● Stated goal: In the passage below on the 2015 Al Habtoor Tennis Challenge, rewrite the part starting with "The 2015 Al" and going on through "9–15 November 2015.", putting "indoor" in place of "outdoor".

● Document passage:
§ §
- Date: 9–15 November
- Edition: 18th
- Category: ITF Women's Circuit
- Prize money: $75,000
- Surface: Hard
- Location: Dubai, United Arab Emirates

Champions

Singles
- Çağla Büyükakçay

Doubles
- Çağla Büyükakçay / Maria Sakkari
- ← 2014 · Al Habtoor Tennis Challenge · 2016 →

= 2015 Al Habtoor Tennis Challenge =

The 2015 Al Habtoor Tennis Challenge was a professional tennis tournament played on outdoor hard courts. It was the eighteenth edition of the tournament and part of the 2015 ITF Women's Circuit, offering a total of $75,000 in prize money. It took place in Dubai, United Arab Emirates, on 9–15 November 2015.
§ §
● Provided data:

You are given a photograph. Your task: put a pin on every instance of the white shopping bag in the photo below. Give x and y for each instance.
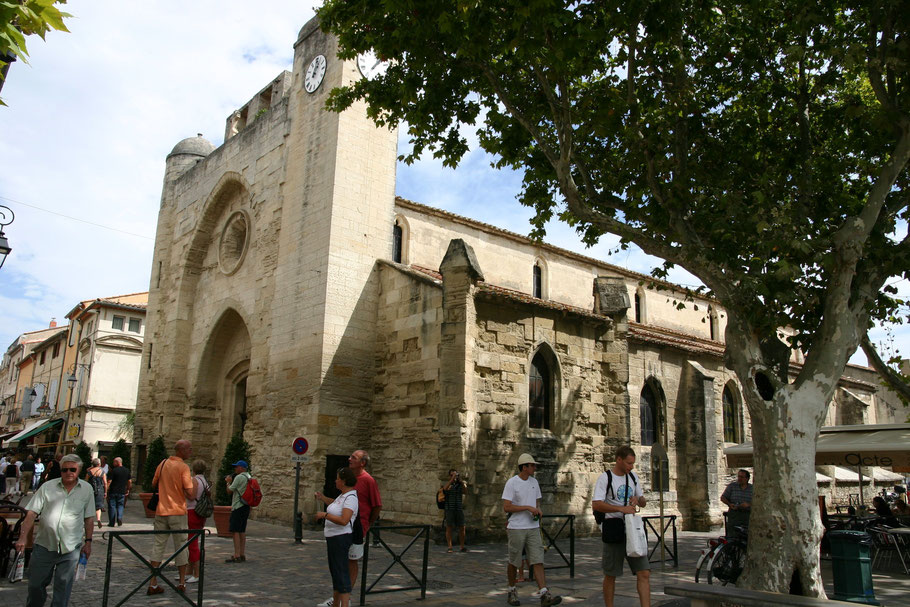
(636, 544)
(17, 569)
§ §
● Complete answer:
The 2015 Al Habtoor Tennis Challenge was a professional tennis tournament played on indoor hard courts. It was the eighteenth edition of the tournament and part of the 2015 ITF Women's Circuit, offering a total of $75,000 in prize money. It took place in Dubai, United Arab Emirates, on 9–15 November 2015.